--- START Material to process ---
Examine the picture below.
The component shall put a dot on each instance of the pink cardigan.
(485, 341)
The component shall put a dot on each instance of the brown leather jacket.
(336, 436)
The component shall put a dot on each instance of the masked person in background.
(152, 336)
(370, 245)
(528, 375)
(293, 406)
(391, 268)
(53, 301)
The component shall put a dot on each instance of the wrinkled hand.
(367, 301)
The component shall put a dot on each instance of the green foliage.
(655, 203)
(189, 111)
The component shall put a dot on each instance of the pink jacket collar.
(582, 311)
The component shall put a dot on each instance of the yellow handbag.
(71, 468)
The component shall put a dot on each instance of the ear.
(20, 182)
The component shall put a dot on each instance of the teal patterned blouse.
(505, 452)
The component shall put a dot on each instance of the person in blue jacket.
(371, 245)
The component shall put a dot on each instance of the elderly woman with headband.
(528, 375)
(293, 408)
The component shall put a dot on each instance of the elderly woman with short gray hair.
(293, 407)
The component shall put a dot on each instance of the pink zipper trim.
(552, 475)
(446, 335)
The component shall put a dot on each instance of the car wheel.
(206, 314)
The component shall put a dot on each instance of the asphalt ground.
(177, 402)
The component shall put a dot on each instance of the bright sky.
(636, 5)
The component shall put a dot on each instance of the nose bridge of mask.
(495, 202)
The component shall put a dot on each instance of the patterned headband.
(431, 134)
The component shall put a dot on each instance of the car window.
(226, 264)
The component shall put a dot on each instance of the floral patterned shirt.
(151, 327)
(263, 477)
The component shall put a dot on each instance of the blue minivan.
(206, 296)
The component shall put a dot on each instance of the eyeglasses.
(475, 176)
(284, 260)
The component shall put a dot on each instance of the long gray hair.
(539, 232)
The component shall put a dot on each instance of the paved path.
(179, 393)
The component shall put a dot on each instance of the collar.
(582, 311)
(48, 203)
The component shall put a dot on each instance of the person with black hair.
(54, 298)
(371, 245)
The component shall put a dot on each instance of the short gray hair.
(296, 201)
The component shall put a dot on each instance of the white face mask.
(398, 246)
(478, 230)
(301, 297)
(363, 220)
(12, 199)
--- END Material to process ---
--- START Material to process ---
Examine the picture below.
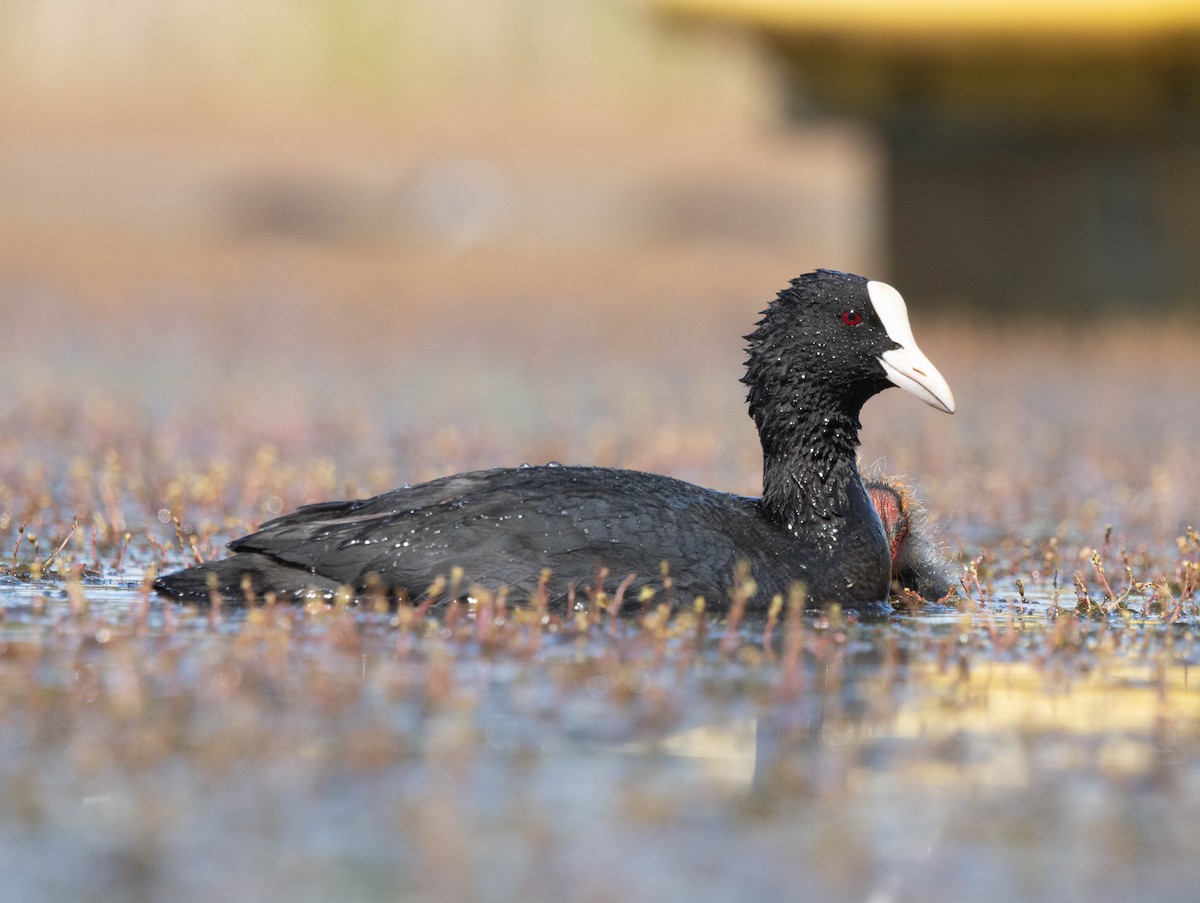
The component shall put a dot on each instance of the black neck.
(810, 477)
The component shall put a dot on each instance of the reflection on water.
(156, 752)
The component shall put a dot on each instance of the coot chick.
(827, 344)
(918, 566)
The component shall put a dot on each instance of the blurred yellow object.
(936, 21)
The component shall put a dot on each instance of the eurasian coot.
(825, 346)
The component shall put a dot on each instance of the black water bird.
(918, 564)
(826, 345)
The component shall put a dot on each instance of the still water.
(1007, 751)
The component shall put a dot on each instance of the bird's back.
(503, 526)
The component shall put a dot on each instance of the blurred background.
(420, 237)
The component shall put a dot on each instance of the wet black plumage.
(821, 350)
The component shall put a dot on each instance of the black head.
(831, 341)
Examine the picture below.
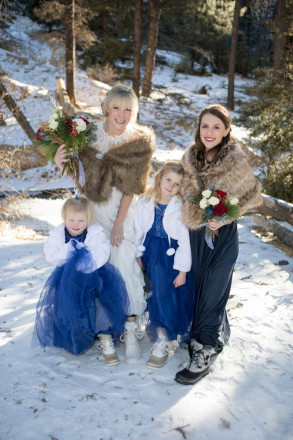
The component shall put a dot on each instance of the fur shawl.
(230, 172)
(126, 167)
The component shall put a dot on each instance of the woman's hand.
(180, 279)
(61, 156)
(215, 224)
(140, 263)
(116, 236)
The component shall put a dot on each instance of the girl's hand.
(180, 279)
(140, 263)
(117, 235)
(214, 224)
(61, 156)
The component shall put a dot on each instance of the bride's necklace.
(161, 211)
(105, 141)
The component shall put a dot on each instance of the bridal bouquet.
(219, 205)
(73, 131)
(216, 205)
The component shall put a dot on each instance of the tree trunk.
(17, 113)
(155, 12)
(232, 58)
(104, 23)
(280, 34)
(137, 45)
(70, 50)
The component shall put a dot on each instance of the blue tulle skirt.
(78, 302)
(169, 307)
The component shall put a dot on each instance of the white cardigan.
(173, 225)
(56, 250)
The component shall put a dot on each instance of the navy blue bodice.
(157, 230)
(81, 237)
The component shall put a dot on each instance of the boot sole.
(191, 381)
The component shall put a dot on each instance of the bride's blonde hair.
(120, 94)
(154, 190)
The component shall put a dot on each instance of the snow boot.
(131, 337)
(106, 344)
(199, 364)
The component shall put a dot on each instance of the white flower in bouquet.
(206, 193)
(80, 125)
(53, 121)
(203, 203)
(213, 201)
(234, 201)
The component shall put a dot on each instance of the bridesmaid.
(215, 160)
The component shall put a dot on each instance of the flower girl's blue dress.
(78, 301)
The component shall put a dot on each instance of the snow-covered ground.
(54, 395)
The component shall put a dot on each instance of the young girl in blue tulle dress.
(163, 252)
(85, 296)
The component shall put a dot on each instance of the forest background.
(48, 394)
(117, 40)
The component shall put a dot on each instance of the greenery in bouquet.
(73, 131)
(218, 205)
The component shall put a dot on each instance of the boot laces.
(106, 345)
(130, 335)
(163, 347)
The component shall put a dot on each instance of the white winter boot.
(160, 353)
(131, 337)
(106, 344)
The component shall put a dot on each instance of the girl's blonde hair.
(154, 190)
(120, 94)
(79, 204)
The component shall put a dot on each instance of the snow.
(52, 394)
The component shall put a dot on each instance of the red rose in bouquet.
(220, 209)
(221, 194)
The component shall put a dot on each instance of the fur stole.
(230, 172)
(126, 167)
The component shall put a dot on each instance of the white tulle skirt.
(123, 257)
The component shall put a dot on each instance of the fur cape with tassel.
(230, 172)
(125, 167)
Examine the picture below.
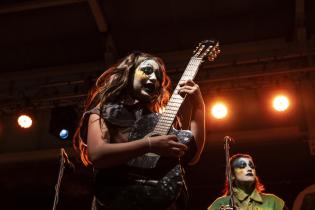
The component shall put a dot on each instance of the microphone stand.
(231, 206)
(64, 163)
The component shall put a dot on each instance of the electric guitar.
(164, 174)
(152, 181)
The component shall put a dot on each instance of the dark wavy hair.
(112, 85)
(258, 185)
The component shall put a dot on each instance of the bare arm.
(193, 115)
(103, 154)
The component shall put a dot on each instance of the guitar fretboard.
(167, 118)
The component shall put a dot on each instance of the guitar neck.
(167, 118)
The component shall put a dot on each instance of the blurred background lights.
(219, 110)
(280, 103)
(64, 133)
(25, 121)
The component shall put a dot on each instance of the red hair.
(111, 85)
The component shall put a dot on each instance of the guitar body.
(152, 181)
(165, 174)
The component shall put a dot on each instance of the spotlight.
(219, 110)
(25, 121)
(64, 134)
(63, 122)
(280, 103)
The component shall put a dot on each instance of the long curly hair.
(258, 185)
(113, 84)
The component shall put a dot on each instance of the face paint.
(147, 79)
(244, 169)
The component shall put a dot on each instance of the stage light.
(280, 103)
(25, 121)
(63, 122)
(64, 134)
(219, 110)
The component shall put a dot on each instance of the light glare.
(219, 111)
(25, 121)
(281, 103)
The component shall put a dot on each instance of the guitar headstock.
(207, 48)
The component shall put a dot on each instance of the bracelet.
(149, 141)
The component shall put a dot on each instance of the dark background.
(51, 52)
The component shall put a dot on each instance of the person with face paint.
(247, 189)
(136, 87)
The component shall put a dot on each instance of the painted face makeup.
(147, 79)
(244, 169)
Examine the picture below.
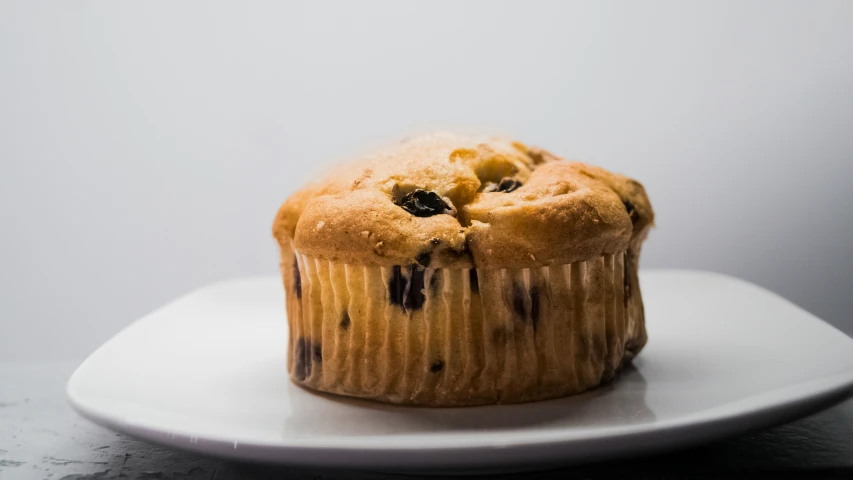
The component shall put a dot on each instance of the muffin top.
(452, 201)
--- END Material to process ---
*Challenge*. Scale the items in the part that opens with the line containing "reflection on water." and closes with the line containing "(1007, 751)", both ends included, by writing out every line with its request and multiplying each point coordinate in the answers by 1.3, rounded to whole numbers with halves rounded up. Give only those lines.

*Output of the exercise*.
The component shall put a dot on each instance of the reflection on water.
(203, 978)
The component shall put a dot on each instance of the coot chick.
(1075, 447)
(1193, 736)
The component shall put a dot on each instance of the blurred yellow object.
(1217, 27)
The component shall put a dot on each instance of the eurasian coot.
(1073, 450)
The component shall put a dot on each instance of the black water bird.
(1193, 733)
(1074, 449)
The component shall put a dot on each instance of the still water.
(1309, 976)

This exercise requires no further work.